OBJECTIVE -
Copy the records from the line with "TARGET = grassy lawn" through the end of the records, including the requests. Multiply every coordinate in the answers by 1.4 and round each to a whole number, with halves going up.

Source records -

....

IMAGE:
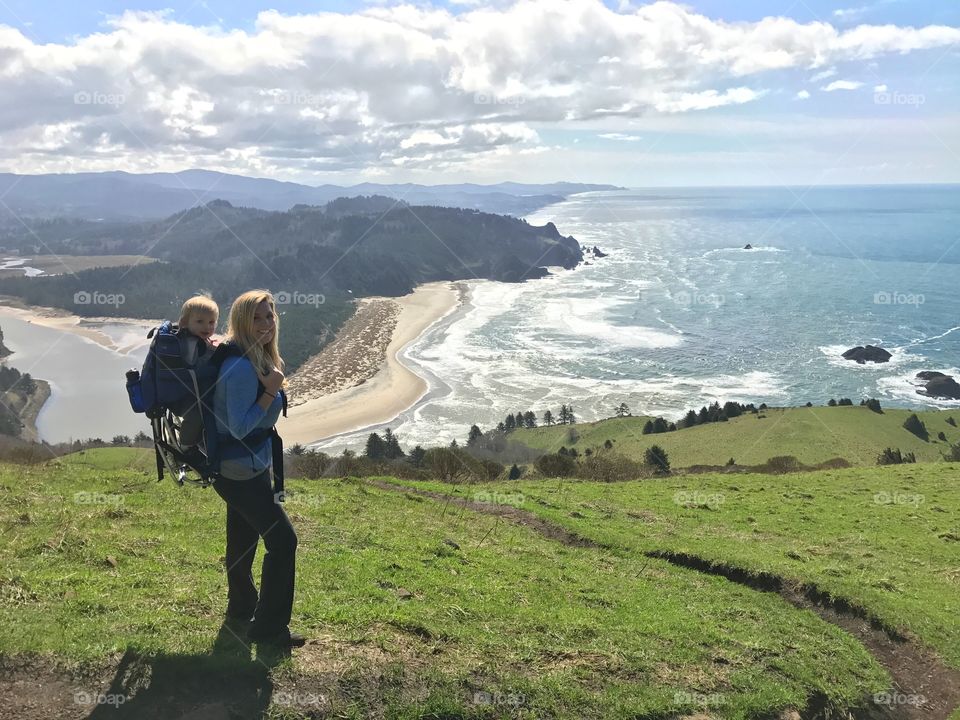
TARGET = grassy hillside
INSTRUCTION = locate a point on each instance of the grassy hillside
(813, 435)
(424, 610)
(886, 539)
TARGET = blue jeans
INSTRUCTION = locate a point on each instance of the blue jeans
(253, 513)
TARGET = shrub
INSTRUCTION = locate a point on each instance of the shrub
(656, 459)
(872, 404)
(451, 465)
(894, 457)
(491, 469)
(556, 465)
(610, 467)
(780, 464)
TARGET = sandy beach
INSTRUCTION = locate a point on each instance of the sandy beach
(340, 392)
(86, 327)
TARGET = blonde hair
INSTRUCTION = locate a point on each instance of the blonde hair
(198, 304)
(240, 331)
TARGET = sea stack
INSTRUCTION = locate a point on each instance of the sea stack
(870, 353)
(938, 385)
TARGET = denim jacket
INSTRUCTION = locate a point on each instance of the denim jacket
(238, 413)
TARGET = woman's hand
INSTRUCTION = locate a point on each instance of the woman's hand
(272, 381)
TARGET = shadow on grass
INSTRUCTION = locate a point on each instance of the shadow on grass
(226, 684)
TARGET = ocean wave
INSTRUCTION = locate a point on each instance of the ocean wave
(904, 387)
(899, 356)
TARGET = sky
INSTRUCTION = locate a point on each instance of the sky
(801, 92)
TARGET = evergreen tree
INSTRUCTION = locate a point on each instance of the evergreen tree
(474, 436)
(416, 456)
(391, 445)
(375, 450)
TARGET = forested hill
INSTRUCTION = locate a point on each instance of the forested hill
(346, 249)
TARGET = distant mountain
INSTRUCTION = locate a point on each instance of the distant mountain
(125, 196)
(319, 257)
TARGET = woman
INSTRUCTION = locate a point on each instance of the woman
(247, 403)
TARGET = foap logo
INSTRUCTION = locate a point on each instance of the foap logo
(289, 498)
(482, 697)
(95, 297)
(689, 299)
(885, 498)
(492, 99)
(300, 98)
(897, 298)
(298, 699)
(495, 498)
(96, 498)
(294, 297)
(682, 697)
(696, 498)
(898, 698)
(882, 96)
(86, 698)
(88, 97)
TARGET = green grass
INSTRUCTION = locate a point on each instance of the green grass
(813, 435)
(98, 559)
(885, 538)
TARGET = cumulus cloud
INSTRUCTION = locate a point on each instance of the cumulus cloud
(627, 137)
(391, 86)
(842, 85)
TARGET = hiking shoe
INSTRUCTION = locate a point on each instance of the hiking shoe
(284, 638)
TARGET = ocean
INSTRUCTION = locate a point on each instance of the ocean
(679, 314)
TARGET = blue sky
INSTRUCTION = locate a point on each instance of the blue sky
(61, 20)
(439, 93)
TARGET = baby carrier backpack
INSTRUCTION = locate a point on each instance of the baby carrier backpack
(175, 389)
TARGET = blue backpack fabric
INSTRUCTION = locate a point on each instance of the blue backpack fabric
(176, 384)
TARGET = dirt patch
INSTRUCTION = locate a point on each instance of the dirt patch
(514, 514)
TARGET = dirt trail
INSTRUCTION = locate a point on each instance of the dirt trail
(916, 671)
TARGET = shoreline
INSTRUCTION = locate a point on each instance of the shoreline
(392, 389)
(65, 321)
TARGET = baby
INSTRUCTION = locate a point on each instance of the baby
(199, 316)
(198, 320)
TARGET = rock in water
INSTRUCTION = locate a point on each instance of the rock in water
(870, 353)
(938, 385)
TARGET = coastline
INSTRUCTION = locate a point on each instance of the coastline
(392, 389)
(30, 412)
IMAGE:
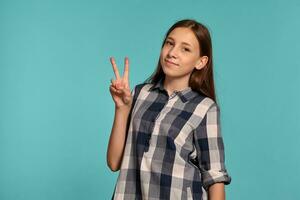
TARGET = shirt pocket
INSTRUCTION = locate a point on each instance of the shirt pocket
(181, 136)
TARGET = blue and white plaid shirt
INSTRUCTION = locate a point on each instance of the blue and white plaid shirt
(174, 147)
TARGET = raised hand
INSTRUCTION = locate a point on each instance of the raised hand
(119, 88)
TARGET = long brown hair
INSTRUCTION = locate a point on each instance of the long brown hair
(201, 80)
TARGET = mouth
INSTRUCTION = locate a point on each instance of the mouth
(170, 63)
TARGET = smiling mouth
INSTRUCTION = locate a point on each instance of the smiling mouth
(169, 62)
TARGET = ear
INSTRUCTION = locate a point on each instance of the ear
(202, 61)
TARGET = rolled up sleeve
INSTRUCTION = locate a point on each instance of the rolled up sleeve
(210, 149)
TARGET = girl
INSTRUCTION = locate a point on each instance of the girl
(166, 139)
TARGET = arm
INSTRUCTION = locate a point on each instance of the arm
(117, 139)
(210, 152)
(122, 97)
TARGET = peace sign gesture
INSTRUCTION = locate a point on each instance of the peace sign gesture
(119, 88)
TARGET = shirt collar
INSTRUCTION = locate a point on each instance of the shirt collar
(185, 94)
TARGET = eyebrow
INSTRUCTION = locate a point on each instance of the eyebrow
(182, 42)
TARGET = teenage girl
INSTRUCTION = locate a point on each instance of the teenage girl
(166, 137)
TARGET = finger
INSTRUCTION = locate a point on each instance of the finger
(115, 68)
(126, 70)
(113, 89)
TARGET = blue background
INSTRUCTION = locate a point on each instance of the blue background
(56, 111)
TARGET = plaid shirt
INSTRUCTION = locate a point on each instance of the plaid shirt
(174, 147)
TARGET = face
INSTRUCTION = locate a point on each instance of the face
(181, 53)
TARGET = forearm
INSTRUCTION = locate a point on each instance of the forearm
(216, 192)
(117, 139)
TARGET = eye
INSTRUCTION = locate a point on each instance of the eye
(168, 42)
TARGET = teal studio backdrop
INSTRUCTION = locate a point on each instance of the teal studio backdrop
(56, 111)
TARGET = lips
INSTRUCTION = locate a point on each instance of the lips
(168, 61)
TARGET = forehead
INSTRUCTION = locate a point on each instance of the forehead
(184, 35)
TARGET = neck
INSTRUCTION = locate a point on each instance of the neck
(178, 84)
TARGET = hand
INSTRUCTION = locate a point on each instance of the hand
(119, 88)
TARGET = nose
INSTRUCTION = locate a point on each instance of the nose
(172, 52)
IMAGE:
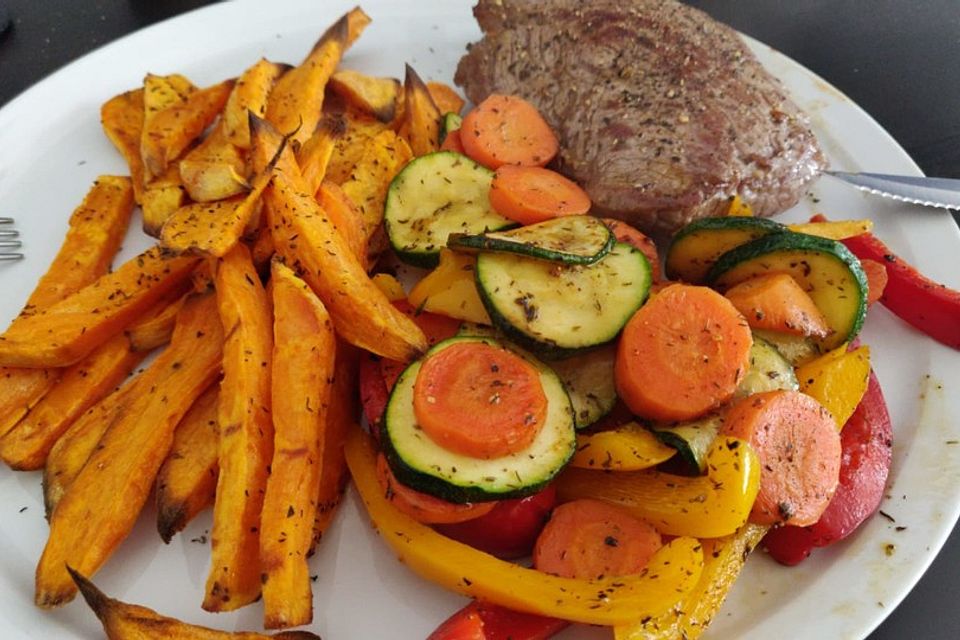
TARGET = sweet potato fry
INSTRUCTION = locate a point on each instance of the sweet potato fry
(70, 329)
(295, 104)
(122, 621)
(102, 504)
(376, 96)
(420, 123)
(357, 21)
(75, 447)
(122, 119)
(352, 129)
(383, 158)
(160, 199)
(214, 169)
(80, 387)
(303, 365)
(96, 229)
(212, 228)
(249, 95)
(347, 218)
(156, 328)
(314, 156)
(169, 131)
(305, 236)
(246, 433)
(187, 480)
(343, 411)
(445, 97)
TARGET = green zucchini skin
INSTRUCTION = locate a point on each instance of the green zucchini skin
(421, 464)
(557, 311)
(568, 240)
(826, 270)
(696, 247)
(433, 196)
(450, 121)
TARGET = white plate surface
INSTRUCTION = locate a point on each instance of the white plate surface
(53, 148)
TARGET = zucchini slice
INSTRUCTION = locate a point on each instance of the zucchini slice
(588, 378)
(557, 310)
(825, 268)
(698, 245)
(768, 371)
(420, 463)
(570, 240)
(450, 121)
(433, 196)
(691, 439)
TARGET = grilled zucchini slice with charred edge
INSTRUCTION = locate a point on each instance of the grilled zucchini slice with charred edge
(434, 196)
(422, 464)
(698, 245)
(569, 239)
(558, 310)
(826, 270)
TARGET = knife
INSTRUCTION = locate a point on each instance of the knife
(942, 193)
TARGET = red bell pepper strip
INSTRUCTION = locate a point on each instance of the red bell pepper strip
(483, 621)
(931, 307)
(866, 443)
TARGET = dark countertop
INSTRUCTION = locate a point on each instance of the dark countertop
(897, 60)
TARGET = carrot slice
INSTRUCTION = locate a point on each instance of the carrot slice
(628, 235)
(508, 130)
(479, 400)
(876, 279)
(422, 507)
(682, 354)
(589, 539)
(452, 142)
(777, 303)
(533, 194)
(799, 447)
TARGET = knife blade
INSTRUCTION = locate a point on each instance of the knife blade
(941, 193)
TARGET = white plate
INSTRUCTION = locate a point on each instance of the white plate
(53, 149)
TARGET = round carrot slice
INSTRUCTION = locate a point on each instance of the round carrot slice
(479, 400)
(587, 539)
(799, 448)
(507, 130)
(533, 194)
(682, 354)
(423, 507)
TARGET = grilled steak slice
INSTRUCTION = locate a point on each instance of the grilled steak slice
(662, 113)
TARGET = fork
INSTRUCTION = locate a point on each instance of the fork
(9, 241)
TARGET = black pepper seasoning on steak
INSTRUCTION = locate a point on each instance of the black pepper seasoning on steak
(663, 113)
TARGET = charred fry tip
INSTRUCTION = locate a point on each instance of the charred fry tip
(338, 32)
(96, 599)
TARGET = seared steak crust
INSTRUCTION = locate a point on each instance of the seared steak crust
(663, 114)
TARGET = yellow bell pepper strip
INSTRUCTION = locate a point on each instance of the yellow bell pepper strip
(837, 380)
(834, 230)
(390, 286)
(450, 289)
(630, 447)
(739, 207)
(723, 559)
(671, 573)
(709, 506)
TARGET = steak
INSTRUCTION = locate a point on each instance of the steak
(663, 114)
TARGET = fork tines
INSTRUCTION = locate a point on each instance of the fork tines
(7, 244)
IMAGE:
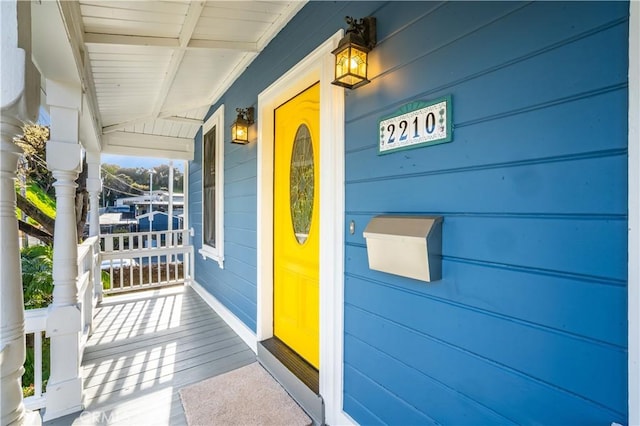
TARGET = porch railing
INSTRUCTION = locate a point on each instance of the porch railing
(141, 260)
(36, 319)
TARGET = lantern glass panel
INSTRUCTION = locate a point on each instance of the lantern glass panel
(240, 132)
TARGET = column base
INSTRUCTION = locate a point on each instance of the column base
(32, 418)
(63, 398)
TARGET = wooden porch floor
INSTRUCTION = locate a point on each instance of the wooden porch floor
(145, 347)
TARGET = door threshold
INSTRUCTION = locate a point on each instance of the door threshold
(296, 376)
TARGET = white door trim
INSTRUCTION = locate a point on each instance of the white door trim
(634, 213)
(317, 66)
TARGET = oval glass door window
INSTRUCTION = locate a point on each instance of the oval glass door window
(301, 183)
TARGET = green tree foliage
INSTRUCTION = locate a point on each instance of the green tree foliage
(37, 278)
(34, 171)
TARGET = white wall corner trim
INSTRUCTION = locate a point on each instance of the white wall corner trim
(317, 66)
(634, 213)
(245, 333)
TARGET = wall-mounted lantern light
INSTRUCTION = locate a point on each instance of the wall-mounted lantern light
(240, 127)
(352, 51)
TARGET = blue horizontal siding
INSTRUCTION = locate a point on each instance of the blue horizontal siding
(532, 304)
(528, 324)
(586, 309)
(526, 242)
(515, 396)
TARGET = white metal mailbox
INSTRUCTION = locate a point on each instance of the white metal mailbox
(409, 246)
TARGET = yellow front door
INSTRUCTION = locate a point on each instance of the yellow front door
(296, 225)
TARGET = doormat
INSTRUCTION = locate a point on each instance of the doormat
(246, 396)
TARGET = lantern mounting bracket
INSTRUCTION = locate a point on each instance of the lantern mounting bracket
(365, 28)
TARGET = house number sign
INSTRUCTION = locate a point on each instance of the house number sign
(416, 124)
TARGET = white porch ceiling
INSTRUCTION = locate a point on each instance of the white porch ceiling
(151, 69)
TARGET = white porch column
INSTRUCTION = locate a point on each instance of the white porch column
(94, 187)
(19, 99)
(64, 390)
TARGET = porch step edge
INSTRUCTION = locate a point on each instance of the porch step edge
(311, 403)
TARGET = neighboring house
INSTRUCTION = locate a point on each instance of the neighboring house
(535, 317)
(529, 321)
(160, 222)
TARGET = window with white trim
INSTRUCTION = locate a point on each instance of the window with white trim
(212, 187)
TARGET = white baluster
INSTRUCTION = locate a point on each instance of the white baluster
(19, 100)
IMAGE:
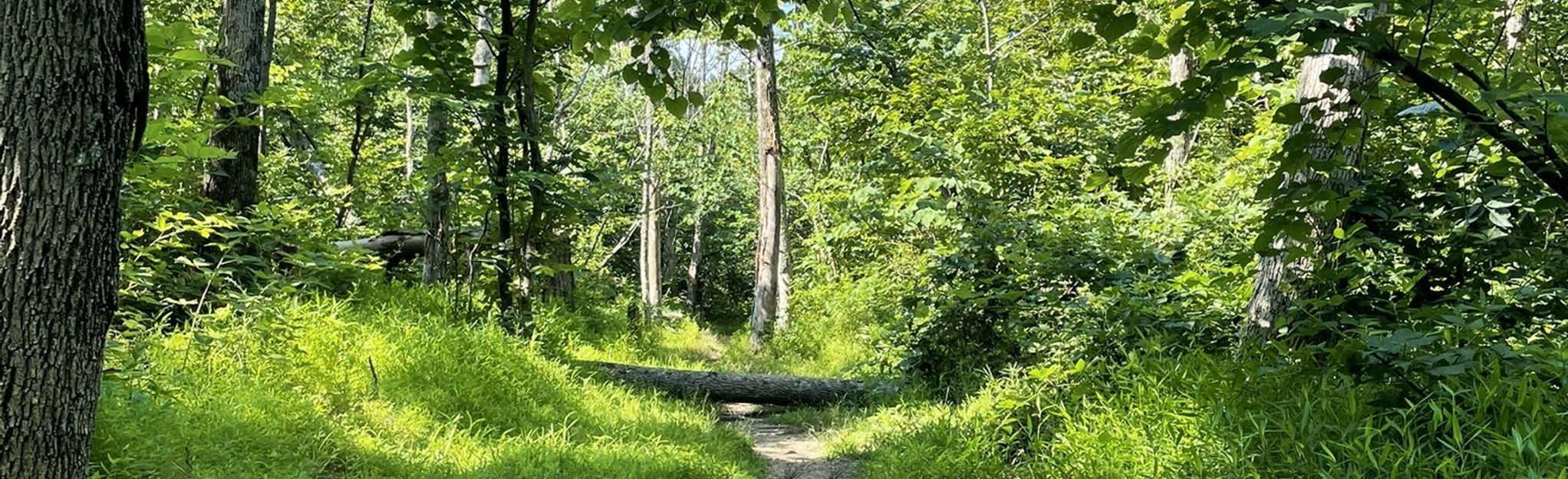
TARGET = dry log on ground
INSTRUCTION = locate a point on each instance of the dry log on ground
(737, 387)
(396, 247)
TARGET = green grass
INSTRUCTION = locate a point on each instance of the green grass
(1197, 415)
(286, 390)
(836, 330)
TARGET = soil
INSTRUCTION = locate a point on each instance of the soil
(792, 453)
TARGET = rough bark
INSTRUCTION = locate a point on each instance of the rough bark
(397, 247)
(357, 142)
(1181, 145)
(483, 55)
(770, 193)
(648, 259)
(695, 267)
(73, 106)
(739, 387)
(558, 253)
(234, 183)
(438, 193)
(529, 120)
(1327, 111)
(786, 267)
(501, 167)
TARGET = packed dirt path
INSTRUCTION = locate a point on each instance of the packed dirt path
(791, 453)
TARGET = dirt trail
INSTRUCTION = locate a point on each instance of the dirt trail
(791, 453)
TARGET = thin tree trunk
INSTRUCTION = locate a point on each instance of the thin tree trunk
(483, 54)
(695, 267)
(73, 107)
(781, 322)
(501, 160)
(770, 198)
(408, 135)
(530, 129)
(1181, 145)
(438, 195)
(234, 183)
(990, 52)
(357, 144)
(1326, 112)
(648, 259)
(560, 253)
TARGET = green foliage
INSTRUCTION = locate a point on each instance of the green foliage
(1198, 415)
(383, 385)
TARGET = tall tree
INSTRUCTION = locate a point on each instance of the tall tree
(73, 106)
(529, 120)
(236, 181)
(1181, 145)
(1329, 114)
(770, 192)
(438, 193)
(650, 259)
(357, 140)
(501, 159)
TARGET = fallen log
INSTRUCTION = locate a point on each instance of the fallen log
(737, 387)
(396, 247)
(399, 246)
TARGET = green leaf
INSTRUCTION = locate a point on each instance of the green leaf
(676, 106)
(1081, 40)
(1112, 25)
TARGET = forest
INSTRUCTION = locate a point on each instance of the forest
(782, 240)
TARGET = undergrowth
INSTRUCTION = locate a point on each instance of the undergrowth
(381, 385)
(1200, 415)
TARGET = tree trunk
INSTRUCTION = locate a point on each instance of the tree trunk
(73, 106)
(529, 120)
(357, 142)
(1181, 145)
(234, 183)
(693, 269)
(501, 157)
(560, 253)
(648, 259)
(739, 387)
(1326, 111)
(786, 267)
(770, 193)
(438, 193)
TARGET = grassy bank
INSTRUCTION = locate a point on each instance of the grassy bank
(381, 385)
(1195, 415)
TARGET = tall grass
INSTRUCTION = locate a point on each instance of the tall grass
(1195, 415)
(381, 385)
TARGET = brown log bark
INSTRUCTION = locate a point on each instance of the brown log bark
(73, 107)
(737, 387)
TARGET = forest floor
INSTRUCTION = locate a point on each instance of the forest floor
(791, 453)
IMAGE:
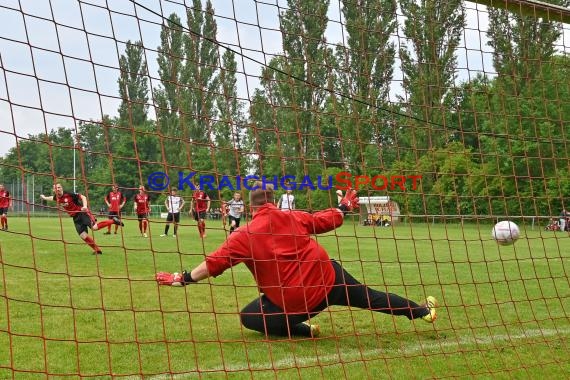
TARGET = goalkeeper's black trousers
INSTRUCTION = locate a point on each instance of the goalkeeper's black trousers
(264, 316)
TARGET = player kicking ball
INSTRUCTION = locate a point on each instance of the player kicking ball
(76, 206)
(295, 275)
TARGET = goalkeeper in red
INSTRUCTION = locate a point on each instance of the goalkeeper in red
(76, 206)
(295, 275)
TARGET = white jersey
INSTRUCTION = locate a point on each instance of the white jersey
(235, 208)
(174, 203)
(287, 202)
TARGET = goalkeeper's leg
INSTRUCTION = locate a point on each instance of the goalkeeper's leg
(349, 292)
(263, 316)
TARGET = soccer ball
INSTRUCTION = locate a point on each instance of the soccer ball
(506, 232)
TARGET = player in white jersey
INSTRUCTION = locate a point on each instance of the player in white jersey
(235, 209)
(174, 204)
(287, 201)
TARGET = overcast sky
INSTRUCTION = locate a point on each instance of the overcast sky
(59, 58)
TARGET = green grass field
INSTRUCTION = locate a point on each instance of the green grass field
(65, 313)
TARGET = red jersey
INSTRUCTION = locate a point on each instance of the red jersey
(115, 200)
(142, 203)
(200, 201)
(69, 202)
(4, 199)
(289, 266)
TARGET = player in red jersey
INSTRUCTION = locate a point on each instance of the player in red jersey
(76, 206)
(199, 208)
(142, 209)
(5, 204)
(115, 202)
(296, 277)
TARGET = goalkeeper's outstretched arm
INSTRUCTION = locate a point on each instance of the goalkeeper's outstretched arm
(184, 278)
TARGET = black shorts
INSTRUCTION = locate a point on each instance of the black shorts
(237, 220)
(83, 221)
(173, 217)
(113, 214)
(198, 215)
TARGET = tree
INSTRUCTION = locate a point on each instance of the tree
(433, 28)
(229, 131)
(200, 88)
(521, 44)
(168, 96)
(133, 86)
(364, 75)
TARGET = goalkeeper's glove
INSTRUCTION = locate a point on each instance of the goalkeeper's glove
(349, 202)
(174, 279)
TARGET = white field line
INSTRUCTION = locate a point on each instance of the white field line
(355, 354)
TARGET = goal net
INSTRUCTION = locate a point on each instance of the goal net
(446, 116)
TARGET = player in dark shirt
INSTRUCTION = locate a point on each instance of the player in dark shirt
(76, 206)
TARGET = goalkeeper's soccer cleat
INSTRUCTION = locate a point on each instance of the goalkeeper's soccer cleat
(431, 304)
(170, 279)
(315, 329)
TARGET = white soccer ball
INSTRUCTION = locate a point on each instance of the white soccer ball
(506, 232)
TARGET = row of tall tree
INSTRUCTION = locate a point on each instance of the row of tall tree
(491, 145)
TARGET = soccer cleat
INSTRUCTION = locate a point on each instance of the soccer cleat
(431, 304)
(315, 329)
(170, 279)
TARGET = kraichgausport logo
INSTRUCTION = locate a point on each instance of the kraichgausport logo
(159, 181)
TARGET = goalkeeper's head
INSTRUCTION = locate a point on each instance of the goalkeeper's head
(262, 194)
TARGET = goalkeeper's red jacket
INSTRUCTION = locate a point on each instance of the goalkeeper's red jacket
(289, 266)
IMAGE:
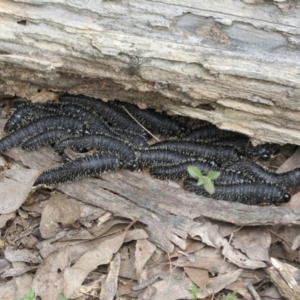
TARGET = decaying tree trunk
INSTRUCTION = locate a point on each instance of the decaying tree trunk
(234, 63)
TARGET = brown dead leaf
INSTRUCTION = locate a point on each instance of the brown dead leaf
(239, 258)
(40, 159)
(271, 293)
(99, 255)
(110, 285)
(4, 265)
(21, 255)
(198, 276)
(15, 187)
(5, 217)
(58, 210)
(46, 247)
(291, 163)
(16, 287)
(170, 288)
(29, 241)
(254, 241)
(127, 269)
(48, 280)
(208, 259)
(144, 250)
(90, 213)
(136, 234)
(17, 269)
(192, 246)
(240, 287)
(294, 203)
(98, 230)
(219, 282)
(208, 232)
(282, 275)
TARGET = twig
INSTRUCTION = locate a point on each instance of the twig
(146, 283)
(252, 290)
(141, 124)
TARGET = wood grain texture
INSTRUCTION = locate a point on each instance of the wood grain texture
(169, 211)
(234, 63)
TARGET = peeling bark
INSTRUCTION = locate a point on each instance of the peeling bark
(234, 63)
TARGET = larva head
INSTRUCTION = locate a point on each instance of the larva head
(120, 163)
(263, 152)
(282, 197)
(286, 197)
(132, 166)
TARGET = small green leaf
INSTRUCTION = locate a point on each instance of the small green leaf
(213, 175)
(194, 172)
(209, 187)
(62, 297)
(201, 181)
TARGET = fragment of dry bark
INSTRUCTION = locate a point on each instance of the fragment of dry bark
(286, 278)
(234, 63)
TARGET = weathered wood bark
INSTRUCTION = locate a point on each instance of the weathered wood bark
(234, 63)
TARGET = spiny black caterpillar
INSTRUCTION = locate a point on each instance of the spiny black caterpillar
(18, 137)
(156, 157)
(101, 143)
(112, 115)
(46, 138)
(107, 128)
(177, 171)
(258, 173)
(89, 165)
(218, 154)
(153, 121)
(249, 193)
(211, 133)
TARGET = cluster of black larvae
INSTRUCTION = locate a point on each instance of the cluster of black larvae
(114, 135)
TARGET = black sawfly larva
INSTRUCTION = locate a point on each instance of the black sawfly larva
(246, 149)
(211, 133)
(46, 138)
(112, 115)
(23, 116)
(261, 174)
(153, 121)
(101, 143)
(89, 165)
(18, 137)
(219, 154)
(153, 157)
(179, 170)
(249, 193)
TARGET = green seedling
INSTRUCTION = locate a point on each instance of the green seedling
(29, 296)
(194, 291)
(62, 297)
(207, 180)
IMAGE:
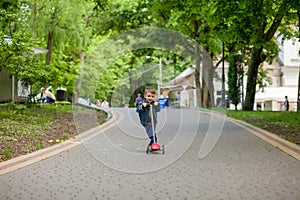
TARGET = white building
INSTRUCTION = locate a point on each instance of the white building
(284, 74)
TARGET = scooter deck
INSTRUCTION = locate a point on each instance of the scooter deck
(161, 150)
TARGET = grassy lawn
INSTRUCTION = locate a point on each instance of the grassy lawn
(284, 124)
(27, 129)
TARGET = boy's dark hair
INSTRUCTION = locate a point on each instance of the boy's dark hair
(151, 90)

....

THE REPLY -
TARGET = grassy lawn
INSTRUCTION = locate a point on each instance of the grassy lawn
(398, 174)
(38, 181)
TARGET = boy's dark hair
INSTRUCTION = locate a point on each instance of the boy's dark hair
(211, 126)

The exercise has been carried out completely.